■ ИЗВЛЕЧЁННЫЙ ТЕКСТ
━━━━━━━━
Австрийская столица первых лет нашего столетия была одним из центров этого порыва, но Гитлер не осознал его. Эмоциональный и принуждаемый обстоятельствами к протесту, этот молодой человек, для которого музыка в годы его юности служила великим средством освобождения, не имел ни малейшего представления о Шёнберге и «величайшем в истории человечества мятеже… в концертных залах Вены», устроенном этим композитором вместе с его учениками Антоном фон Веберном и Альбаном Бергом во время пребывания в Вене, и даже о Густаве Малере или Рихарде Штраусе, чьи произведения показались в 1907 году одному из критиков «эпицентром урагана в музыкальном мире», — вместо этого он, упиваясь Вагнером и Брукнером, шёл по стопам поколения отцов. Кубицек пишет, что такие имена, как Рильке, чей «Часослов» вышел в 1905 году, или Хофмансталь, до них «не дошли»[111]. И хотя Гитлер поступал в академию живописи, его нисколько не затронуло то, что было связано с сецессионистами[112], равно как и сенсации, произведённые Густавом Климтом, Эгоном Шиле или Оскаром Кокошкой, — его художественный вкус вдохновлялся теми же именами, что и у прошлого поколения, и он восхищался Ансельмом Фейербахом, Фердинандом Вальдмюллером» Карлом Ротманом, Рудольфом фон Альтом… Будущий архитектор с заносчивыми планами, он, по его собственному признанию, мог, как зачарованный, часами простаивать перед зданиями на Рингштрассе с их фасадами стиля классицизма или нового барокко и даже не подозревал о соседстве с революционными творцами новой архитектуры — Отто Вагнером, Йозефом Хофманом, а также Адольфом Лоосом, который своим гладким, лишённым каких‑либо украшений фасадом делового здания на Михаелерплац, прямо напротив одного из барочных порталов Хофбурга, вызвал в 1911 году ожесточеннейшие споры и в своей скандально известной статье заявил о существовании внутренней связи между «орнаментом и преступлением». Нет, столь же наивный, сколь и непоколебимый энтузиазм Гитлера вызывал стиль почтенный, принятый в венских салонах и гостиных. Спокойно проходил он мимо симптомов беспокойства и поиска в искусстве, гул эпохи, переживавшей, как никогда прежде, «такую плотную череду художественных революций», до него не доносился. Скорее ему даже казалось, будто ощущается какая‑то тенденция к умалению величественного, прорыв, как он писал, чего‑то чуждого и неизвестного, что заставляло вздрагивать его всеми фибрами души буржуа[113].
━━━━━━━━
■ ИСХОДНЫЕ МАТЕРИАЛЫ
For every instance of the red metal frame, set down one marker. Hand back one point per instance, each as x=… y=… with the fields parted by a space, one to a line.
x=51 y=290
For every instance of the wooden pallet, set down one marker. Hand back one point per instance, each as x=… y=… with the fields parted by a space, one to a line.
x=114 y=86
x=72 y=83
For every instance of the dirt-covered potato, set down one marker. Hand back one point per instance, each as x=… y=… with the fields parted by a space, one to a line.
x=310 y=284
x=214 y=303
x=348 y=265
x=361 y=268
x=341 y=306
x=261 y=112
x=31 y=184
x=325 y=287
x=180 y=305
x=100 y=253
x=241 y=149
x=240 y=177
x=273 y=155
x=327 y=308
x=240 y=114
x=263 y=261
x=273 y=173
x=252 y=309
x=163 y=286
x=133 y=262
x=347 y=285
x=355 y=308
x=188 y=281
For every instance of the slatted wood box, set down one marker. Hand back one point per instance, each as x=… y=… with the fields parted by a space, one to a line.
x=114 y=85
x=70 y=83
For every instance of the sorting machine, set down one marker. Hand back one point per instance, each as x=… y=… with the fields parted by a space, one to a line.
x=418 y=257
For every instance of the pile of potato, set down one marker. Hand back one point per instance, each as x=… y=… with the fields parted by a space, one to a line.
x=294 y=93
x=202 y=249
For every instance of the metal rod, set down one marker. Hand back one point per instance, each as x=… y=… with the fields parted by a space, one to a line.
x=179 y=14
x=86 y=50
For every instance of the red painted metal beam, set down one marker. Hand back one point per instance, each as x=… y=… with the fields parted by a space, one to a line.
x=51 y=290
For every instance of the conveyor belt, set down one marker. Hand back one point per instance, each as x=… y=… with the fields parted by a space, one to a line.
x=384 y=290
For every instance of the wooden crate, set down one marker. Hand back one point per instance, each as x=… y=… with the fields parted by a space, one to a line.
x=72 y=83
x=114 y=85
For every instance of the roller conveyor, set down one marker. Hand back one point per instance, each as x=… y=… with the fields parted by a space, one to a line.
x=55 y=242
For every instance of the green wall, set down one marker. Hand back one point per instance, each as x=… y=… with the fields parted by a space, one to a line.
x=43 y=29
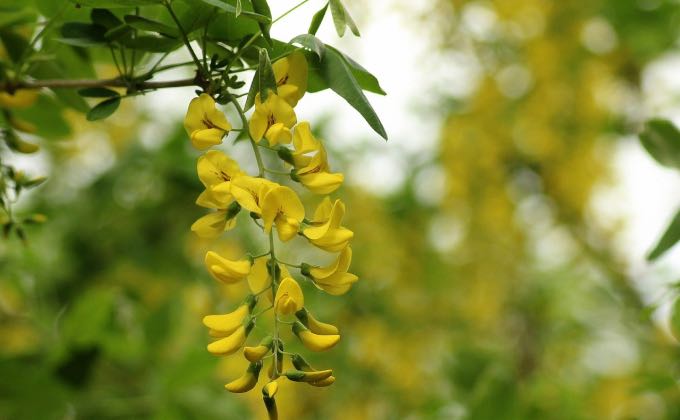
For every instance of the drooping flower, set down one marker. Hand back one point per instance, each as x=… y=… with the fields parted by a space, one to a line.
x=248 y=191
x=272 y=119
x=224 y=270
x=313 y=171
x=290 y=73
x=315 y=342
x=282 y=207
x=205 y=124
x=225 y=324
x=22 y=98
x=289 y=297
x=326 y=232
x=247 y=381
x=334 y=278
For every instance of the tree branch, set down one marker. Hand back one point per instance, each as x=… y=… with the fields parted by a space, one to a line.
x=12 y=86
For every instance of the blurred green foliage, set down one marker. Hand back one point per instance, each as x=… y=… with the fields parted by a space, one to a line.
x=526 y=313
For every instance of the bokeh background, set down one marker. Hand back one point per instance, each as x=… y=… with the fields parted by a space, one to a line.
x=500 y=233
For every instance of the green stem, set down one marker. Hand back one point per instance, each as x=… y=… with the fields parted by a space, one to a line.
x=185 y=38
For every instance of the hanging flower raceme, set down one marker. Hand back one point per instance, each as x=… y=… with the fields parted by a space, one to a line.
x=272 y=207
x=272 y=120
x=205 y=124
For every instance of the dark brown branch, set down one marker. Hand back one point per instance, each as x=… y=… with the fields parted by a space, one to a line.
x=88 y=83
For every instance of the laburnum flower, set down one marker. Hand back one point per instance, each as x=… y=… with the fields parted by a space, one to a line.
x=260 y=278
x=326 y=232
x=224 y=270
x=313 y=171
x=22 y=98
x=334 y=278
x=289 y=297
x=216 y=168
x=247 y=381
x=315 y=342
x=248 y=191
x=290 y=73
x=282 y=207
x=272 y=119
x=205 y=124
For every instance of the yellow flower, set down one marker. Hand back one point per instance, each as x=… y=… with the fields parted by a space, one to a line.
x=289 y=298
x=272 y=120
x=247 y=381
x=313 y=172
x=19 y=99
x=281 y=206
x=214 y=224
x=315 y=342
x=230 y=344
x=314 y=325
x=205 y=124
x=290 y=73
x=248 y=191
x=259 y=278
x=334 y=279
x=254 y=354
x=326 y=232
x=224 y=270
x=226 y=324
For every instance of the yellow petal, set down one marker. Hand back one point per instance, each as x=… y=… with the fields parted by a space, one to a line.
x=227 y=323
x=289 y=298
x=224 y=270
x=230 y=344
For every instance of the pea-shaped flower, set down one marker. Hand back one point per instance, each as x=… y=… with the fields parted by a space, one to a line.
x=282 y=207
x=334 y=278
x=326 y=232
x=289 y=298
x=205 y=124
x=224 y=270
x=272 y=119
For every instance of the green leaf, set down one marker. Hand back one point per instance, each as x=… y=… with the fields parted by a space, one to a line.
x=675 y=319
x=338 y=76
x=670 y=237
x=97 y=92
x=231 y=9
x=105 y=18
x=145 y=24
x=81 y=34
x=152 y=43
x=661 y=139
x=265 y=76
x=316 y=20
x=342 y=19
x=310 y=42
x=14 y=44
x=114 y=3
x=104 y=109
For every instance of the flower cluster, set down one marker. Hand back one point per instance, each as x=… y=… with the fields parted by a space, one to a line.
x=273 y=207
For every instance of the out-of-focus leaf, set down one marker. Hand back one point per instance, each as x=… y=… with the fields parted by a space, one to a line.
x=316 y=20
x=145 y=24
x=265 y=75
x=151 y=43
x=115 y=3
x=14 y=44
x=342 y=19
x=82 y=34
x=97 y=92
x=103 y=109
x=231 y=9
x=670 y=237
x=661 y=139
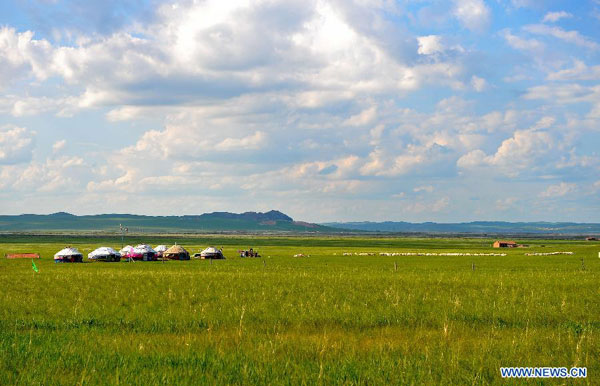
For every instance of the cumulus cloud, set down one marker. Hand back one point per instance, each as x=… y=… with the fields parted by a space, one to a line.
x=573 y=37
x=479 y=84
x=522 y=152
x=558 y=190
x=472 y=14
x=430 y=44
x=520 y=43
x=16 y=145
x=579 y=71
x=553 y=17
━━━━━━━━
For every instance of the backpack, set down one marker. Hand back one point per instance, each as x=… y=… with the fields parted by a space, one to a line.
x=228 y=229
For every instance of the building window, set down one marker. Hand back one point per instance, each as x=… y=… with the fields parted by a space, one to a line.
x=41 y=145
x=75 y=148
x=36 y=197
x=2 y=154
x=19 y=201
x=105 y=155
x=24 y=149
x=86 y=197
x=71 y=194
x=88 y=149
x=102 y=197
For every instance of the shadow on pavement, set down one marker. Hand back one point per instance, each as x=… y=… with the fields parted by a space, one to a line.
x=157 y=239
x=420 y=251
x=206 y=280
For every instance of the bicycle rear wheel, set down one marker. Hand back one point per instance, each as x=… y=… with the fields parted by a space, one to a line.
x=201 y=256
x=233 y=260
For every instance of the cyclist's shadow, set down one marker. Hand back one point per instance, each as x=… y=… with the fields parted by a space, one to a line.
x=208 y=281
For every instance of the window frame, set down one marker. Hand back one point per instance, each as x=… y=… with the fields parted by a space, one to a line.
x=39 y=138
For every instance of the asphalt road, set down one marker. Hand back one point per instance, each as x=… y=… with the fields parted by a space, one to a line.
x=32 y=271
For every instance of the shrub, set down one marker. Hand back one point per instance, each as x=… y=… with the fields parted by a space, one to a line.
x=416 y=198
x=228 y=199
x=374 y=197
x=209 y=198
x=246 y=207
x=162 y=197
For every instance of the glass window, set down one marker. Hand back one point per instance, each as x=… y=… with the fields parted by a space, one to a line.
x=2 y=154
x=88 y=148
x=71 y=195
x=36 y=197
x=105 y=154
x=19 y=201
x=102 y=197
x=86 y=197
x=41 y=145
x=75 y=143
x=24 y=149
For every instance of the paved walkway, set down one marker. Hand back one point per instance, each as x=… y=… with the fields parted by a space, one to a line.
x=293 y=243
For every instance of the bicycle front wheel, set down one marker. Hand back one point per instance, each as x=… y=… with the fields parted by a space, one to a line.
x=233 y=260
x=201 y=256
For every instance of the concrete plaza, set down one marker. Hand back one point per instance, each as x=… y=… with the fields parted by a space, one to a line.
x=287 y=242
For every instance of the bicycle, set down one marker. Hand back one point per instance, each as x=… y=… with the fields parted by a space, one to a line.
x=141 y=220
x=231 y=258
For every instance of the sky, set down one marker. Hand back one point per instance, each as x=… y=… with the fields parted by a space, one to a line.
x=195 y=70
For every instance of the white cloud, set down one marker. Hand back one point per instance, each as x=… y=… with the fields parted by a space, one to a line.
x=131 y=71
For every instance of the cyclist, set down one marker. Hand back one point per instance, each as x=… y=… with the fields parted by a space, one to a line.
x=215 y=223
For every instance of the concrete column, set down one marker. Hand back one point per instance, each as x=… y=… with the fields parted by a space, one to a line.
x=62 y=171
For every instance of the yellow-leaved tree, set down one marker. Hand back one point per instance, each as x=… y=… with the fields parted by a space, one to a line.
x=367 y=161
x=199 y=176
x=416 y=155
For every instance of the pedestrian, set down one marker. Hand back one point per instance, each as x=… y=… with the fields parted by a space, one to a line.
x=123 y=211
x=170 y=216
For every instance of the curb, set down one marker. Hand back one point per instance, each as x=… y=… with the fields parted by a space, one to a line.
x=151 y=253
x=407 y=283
━━━━━━━━
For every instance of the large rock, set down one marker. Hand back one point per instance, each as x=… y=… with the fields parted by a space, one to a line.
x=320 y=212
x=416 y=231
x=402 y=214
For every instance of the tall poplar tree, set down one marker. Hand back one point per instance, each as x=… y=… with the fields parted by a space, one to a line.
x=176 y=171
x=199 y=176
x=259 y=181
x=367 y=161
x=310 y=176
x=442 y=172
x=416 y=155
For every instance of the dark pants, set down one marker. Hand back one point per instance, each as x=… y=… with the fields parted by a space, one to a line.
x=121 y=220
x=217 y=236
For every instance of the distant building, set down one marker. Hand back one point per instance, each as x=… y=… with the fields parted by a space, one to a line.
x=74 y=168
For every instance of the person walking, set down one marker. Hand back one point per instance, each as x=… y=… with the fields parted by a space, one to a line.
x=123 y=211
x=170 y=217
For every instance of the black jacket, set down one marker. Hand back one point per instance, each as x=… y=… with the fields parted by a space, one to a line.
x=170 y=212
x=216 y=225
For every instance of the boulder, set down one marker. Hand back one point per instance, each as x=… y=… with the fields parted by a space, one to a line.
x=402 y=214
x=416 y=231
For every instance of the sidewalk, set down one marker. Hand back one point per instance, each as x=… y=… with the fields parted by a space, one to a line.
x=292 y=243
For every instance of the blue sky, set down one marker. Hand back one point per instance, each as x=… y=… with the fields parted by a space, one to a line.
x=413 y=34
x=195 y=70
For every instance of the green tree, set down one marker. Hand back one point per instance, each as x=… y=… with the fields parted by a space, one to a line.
━━━━━━━━
■ СУТЬ ЗАДАНИЯ
Допишите текст о художественных вкусах молодого Гитлера в Вене, начав сразу после его последнего предложения. Записи к тексту никакого отношения не имеют.

■ ПИСЬМЕННЫЙ ОТВЕТ
Нечто схожее — и это тоже весьма характерно — можно сказать и об одной из его первых встреч с политической реальностью. И опять, несмотря на все его чувства протеста, революционные идеи не оказывали на него никакого притягательного воздействия, опять он в большей степени проявлял себя парадоксальным сторонником апробированного, человеком, защищавшим тот строй, который он одновременно хулил. В то время как изгой посвящает себя делу изгоев, он как бы утаил унижение — за этой психологической механикой и скрыта одна из линий излома в характере Гитлера. Сам он рассказывал, будто, работая на стройке, он во время обеденного перерыва «в стороне от всех» выпивал свою бутылку молока, закусывая куском хлеба, и его «чрезвычайно» раздражали негативные критические настроения рабочих: «Они отрицали буквально все: нацию — как выдумку „капиталистических“… классов, отечество — как инструмент буржуазии в деле эксплуатации рабочего класса, авторитет закона — как средство подавления пролетариата, школу — как институт выращивания рабов, равно как и рабовладельцев, религию — как средство оглупления приговорённого к эксплуатации народа, мораль — как символ тупого бараньего терпения, и т. д. Тут не было ну абсолютно ничего, что не засасывало бы так в грязь этой страшной трясины»[114].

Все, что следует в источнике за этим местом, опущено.